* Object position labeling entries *
****
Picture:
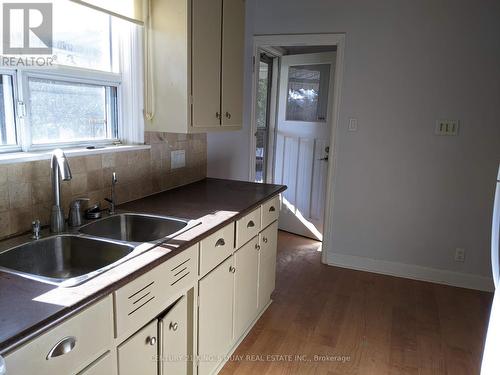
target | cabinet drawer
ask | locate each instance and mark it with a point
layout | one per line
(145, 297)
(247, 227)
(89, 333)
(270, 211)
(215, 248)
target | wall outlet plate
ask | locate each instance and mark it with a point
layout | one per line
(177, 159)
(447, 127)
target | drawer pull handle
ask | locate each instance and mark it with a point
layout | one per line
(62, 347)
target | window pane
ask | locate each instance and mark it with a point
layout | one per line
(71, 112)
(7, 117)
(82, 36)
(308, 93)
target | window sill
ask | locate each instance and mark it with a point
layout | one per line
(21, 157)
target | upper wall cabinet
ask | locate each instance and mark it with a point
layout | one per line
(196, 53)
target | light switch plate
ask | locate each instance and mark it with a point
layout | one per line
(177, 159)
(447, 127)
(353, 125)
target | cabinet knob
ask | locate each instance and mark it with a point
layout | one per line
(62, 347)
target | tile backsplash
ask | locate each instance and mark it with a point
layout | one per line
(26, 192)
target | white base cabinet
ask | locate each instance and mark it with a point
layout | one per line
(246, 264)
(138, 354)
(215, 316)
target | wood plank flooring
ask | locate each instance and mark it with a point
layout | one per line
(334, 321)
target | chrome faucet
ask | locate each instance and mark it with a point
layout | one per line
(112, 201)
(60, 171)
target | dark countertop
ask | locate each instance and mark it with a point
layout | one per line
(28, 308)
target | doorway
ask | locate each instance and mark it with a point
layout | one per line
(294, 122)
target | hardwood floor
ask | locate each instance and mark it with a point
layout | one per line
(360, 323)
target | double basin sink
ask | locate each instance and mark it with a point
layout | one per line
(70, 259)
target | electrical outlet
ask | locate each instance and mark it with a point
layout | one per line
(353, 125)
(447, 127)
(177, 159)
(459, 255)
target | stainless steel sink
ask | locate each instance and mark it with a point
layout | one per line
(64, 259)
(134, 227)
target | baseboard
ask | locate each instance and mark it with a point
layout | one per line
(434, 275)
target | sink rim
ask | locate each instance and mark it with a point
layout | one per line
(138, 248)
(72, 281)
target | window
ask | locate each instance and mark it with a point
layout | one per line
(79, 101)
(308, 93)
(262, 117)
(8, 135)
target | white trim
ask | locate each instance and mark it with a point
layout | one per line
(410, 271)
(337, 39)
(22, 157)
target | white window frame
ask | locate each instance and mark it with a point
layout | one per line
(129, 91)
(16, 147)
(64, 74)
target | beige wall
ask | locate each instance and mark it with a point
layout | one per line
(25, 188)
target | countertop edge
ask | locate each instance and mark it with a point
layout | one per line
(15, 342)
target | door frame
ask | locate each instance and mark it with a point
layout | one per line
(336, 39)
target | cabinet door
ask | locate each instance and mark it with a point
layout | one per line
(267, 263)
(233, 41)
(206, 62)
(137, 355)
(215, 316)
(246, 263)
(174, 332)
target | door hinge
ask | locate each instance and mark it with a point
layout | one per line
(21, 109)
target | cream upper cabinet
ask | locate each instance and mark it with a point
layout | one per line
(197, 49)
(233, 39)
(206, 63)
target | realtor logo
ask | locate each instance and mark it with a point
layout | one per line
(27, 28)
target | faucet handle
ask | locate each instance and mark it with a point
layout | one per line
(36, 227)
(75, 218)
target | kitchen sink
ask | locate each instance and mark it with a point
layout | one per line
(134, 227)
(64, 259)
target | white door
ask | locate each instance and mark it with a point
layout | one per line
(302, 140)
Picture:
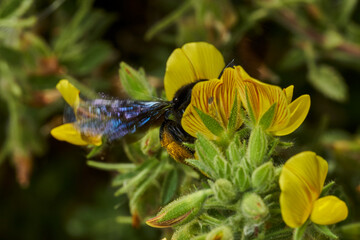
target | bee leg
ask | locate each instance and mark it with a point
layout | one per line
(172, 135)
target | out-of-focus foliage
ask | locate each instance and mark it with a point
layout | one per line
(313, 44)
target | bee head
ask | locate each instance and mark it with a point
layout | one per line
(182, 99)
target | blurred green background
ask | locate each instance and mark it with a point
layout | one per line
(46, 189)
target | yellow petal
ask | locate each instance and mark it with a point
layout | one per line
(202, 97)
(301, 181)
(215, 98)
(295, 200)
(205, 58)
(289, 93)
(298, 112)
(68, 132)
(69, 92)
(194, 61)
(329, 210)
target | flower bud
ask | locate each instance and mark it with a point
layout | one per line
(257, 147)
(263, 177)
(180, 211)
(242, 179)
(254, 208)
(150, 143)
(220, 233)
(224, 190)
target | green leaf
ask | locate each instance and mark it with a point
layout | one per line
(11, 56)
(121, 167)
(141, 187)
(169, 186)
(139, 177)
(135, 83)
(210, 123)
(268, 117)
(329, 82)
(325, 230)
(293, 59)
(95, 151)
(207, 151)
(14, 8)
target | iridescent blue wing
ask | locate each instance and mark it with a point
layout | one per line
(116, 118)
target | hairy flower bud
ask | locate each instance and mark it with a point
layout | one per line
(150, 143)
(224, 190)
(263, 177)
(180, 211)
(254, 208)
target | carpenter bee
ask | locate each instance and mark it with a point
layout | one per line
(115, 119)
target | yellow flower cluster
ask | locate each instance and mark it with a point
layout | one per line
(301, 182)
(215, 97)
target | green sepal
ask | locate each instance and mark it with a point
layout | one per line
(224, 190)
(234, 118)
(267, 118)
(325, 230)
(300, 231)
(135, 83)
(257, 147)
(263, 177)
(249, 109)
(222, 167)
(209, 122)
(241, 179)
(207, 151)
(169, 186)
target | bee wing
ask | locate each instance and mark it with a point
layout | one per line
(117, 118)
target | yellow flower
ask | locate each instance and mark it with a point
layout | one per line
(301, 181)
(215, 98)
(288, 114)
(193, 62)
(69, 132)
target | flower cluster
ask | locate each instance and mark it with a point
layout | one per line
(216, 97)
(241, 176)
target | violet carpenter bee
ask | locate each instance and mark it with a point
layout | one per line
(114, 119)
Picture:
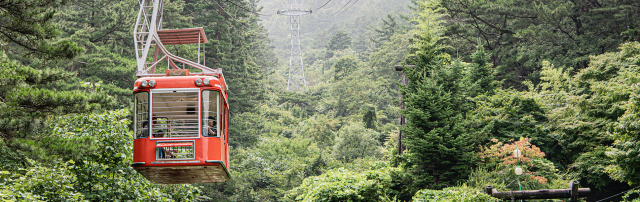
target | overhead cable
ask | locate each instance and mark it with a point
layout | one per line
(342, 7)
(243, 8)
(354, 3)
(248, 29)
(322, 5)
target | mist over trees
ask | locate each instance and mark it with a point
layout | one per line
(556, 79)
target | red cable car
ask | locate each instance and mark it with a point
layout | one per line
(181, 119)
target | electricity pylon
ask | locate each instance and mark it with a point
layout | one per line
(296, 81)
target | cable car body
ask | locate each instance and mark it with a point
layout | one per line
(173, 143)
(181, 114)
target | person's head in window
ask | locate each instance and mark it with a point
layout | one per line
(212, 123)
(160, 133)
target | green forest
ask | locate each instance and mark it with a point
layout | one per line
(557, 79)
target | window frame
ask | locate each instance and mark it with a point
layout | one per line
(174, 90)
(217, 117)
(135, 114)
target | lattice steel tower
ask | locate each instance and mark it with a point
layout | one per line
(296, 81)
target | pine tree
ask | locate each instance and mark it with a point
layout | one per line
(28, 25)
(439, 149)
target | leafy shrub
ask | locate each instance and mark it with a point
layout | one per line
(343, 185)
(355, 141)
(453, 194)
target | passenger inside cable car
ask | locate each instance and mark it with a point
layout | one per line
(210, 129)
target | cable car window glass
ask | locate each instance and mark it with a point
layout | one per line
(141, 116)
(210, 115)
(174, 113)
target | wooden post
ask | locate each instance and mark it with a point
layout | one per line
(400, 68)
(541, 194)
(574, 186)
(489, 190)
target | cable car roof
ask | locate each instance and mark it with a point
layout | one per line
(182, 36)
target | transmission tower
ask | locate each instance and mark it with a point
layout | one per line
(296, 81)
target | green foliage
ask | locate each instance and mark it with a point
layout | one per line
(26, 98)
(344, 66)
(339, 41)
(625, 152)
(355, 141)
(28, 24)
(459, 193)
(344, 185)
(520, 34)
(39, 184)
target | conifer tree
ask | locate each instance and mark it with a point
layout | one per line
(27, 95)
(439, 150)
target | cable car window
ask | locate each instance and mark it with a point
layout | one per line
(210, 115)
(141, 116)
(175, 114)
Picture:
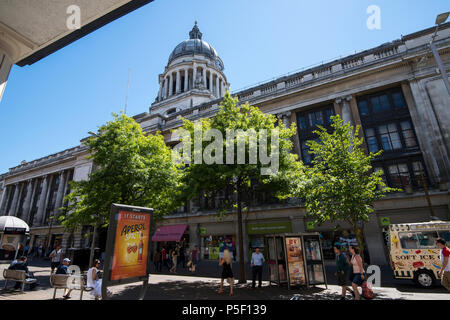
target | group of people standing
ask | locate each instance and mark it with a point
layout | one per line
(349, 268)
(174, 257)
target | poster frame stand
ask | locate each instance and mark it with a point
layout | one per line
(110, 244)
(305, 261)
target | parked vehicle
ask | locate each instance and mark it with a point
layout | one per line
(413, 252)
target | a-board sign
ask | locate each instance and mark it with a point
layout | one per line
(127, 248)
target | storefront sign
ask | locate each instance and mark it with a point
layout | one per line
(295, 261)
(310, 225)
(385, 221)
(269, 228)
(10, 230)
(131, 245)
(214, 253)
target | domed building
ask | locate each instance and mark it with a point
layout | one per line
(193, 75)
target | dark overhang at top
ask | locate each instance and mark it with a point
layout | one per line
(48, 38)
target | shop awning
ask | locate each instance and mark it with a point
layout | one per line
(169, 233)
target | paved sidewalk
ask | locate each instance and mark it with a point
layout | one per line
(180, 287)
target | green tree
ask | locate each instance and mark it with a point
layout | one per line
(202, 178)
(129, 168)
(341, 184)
****
* What you will do *
Each line from the one that contains "target | cable car roof" through the end of the records should be restated exactly; include both end lines and leave any pictures out.

* Worked answer *
target | cable car roof
ask | locate each instance and mark it with a point
layout | one per line
(182, 36)
target | transmission tower
ask | locate each instance and mark it with a point
layout | one per line
(296, 81)
target | green foliage
ask | locate each instance and mark it with a point
layout | one per line
(26, 98)
(344, 66)
(339, 41)
(625, 152)
(355, 141)
(28, 24)
(459, 193)
(344, 185)
(520, 34)
(39, 184)
target | conifer tree
ask | locate each instance and mark it with a point
layout | one per line
(27, 95)
(439, 150)
target | cable car window
ask | locate each instance and mark it with a point
layout | one per line
(210, 115)
(141, 116)
(175, 114)
Picture:
target | group of people standing
ask | locate each instance and mark it with a point
layout | one per line
(349, 268)
(174, 257)
target | poster frame stand
ask | locate each instance and mark it with a point
layout | one per line
(110, 244)
(305, 261)
target | parked vehicle
ask | locate each instance and mark it with a point
layout | one per line
(413, 252)
target | a-board sign
ask | locate each instance and mark it with a point
layout | one per line
(127, 248)
target | storefront sign
ask | locate each instance and mark it with a point
layout | one per line
(295, 261)
(310, 225)
(385, 221)
(269, 228)
(10, 230)
(131, 245)
(214, 253)
target | domed building
ask | locate each instance and mark it with a point
layout | one per line
(193, 75)
target | dark overhang at top
ask | locate each instance and mark it with a point
layout | one per line
(48, 38)
target | shop awning
ask | locate each instance and mark it with a point
layout | one per line
(169, 233)
target | paved sidewalk
ask | locate each instance and mark it with a point
layout | one per line
(180, 287)
target | green tree
ask | locate each instance and mark it with a point
layout | one per line
(202, 178)
(129, 168)
(341, 184)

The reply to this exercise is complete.